_What to do_. Copy every line that contains the string "approximate" from the entries below.

_Data for review_.
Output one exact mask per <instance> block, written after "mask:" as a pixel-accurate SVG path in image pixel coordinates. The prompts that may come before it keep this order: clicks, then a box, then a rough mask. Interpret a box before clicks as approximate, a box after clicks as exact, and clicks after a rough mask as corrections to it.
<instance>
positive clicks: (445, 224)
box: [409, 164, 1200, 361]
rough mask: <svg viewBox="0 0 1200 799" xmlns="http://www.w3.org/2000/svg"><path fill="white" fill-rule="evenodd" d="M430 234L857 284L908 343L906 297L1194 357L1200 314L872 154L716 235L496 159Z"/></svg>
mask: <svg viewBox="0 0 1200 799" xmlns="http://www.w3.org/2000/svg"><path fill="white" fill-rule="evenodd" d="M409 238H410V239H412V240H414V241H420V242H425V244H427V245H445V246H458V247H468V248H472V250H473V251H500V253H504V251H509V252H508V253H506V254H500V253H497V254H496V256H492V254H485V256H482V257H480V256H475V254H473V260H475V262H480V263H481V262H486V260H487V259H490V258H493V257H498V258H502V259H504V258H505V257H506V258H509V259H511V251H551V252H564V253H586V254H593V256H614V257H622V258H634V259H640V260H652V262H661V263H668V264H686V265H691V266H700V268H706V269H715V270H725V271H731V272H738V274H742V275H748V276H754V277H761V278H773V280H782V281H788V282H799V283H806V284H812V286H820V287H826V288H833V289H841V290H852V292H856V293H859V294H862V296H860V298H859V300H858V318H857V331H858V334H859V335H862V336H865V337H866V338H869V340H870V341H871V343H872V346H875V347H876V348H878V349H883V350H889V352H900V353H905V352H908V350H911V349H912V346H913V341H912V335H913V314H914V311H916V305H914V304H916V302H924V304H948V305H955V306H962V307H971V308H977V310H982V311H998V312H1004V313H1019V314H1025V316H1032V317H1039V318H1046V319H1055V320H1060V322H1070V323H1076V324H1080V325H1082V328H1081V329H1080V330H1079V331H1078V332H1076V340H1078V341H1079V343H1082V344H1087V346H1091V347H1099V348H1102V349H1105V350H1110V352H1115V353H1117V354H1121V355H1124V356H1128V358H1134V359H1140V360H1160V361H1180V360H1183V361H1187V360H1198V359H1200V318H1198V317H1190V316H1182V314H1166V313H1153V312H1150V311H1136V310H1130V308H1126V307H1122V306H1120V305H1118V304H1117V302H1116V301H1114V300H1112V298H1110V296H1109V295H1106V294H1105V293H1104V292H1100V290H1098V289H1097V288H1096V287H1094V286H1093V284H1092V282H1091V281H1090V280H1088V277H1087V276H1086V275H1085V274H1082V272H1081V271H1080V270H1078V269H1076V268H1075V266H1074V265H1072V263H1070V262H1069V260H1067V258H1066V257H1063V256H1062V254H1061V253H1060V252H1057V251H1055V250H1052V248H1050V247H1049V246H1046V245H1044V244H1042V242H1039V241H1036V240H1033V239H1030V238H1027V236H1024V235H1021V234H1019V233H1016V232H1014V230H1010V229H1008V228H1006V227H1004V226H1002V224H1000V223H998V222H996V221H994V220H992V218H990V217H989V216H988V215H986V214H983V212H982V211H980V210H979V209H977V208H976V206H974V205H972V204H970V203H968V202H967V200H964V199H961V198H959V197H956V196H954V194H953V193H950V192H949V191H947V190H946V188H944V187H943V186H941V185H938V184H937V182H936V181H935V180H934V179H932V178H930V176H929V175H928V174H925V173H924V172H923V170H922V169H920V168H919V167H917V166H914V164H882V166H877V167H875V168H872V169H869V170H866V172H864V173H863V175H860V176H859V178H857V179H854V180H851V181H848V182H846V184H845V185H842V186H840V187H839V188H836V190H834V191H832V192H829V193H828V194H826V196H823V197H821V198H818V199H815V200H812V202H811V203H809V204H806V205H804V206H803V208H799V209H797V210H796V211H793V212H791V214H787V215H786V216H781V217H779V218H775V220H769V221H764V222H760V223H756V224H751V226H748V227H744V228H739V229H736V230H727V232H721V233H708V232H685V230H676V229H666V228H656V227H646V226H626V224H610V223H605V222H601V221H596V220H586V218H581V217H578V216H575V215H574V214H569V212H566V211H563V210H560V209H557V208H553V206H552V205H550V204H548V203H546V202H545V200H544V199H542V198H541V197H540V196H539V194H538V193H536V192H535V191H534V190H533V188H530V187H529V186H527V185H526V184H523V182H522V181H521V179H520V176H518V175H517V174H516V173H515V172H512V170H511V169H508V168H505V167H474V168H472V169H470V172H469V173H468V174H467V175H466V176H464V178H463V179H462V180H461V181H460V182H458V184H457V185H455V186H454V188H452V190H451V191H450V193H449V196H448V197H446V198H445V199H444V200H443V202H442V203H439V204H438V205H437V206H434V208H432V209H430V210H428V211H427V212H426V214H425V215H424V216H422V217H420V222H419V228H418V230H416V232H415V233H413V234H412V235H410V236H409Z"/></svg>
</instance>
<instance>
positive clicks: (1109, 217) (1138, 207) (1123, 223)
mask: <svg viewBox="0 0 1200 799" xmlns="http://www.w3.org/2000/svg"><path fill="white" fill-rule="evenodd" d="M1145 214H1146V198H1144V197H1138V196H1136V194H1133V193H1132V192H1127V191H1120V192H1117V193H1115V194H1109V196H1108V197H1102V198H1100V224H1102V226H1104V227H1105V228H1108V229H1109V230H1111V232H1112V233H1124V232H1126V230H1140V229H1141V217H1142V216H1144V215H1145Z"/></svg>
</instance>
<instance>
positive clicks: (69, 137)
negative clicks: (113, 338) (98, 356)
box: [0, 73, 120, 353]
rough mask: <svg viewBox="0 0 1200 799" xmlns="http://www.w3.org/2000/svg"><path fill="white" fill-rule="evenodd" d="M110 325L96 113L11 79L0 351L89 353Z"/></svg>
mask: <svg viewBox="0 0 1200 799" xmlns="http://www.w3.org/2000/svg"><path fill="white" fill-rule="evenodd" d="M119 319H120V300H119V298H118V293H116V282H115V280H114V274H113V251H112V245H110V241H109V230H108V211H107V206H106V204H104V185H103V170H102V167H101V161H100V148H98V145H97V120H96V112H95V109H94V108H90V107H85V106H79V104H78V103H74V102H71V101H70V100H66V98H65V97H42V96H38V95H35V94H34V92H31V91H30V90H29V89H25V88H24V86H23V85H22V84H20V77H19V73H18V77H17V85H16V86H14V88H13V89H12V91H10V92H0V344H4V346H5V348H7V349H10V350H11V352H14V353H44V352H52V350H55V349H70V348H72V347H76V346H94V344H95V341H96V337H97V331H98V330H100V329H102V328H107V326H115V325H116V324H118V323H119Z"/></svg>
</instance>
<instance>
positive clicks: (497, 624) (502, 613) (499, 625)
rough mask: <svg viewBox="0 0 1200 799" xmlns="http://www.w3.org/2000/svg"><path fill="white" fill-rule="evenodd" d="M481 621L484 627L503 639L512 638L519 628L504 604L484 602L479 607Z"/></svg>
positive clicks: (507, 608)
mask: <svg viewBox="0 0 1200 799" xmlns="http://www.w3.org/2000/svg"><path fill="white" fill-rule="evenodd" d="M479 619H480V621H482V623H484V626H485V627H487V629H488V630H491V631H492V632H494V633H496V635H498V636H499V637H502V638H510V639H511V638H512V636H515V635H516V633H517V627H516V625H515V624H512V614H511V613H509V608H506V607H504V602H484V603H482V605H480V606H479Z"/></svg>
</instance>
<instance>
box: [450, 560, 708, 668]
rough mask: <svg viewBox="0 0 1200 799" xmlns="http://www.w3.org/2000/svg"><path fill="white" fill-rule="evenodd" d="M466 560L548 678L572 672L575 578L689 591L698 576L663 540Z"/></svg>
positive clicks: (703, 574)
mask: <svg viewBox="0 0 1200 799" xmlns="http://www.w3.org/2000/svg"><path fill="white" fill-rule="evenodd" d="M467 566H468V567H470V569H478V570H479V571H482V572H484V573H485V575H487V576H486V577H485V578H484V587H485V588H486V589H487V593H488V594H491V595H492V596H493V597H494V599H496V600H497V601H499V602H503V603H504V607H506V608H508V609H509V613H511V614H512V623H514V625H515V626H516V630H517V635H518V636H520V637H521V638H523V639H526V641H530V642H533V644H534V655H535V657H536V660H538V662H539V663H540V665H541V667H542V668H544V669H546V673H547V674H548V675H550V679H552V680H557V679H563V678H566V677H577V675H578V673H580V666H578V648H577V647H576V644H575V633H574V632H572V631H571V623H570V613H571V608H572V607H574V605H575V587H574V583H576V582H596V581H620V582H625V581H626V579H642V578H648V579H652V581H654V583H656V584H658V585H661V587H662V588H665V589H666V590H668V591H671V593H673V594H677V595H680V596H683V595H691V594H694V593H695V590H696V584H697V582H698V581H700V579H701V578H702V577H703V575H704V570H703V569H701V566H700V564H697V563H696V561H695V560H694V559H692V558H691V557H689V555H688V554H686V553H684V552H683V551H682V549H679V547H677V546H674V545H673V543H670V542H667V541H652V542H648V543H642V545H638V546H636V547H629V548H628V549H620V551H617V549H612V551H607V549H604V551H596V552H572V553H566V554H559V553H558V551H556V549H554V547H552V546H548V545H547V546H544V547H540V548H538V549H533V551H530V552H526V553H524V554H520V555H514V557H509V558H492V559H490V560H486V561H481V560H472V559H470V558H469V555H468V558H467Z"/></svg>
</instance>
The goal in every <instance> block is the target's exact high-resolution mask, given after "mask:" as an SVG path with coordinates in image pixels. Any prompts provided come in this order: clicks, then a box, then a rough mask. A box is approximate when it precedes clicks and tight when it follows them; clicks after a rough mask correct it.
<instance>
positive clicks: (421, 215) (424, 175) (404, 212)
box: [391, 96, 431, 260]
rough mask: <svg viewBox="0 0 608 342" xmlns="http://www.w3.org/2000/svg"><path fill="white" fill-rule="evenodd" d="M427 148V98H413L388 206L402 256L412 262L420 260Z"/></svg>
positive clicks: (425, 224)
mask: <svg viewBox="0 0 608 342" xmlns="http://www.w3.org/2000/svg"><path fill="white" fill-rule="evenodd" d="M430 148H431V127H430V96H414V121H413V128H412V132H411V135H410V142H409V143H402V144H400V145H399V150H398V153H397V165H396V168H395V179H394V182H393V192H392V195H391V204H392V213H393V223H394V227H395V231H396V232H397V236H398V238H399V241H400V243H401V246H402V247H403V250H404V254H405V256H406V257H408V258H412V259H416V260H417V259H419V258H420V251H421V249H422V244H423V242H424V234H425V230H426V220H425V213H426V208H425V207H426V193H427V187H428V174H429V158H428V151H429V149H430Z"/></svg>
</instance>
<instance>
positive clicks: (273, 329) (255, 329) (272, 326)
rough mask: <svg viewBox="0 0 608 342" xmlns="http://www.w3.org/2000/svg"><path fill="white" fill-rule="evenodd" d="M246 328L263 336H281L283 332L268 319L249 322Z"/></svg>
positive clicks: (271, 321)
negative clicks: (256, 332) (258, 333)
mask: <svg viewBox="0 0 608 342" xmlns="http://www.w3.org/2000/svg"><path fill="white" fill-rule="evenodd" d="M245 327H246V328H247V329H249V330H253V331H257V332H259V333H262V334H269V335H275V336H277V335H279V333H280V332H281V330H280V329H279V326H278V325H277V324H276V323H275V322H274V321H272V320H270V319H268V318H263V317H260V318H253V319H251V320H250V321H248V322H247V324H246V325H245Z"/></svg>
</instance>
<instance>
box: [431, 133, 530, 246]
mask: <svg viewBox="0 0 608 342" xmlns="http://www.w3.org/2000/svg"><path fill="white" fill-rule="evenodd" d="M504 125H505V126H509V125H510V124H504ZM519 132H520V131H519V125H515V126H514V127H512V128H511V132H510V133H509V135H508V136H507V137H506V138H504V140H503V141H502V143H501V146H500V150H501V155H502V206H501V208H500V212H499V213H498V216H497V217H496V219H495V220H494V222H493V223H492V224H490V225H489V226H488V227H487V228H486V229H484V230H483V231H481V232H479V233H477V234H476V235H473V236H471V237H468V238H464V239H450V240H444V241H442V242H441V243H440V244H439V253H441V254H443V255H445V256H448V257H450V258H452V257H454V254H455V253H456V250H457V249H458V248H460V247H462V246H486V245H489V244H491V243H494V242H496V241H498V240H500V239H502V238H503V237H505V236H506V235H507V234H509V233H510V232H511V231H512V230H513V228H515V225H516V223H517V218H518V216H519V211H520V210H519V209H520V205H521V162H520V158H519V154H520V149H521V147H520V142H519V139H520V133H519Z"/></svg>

_Answer area_.
Output one exact mask per <instance> block, written after "mask:" as a pixel-accurate SVG path in image pixel coordinates. The prompts that may come before it keep this order: clicks, then a box, then a rough mask. Interpret a box before clicks as approximate, a box after clicks as exact, and clicks after a rough mask as corrections to it.
The goal in every <instance> block is the target's exact high-resolution mask, given after "mask:" as an SVG path with coordinates in image pixels. Any prompts provided come in this order: clicks, then a box, then a rough mask. A box is approximate when it precedes clicks and tight when it follows them; clicks after a rough mask correct it.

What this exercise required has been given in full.